#### Exercise aim:
Return each line from the records below that contains the string "rocky".

#### Provided material:
** BEGIN **

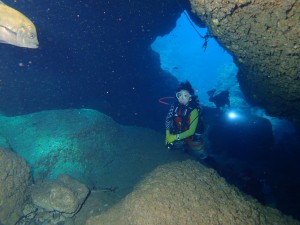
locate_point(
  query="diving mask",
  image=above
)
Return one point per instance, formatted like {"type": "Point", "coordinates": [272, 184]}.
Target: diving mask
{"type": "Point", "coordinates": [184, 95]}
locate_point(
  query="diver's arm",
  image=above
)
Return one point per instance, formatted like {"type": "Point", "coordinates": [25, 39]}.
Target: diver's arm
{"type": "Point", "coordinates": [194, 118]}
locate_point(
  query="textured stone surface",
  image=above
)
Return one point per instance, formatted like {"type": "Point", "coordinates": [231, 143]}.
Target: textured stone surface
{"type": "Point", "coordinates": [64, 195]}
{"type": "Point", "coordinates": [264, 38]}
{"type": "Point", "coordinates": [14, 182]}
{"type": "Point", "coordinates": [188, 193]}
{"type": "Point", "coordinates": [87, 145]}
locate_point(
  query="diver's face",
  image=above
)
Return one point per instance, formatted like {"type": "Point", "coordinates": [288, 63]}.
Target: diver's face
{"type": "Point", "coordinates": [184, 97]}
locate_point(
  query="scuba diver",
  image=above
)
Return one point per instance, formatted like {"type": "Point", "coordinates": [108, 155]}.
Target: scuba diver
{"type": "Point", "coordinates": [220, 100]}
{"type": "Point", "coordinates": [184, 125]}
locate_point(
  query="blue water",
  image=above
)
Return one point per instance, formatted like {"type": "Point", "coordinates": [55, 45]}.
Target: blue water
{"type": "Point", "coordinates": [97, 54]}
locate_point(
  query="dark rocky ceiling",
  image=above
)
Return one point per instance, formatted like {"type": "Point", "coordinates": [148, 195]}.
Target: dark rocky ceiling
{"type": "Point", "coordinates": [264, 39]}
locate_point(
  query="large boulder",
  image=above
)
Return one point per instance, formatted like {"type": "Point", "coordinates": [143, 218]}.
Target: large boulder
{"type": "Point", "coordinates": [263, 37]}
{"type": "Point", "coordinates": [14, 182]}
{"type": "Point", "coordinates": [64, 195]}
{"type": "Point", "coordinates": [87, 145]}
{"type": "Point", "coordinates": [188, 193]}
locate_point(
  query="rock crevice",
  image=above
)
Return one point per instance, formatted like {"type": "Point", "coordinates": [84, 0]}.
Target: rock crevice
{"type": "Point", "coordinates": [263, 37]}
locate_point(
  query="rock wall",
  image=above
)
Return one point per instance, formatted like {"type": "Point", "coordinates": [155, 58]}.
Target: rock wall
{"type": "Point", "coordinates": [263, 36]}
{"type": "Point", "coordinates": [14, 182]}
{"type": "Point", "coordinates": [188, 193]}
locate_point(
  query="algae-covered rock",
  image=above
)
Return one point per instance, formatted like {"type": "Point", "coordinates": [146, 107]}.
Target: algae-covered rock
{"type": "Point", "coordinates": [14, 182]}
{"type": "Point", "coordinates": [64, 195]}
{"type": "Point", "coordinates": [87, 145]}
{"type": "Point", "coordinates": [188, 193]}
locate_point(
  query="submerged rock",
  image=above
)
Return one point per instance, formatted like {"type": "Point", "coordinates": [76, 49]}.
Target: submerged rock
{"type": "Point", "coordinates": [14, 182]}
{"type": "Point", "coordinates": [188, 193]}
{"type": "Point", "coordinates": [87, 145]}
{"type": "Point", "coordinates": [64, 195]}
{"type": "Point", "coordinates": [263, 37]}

** END **

#### Completed exercise:
  query="dark rocky ceiling",
Target: dark rocky ceiling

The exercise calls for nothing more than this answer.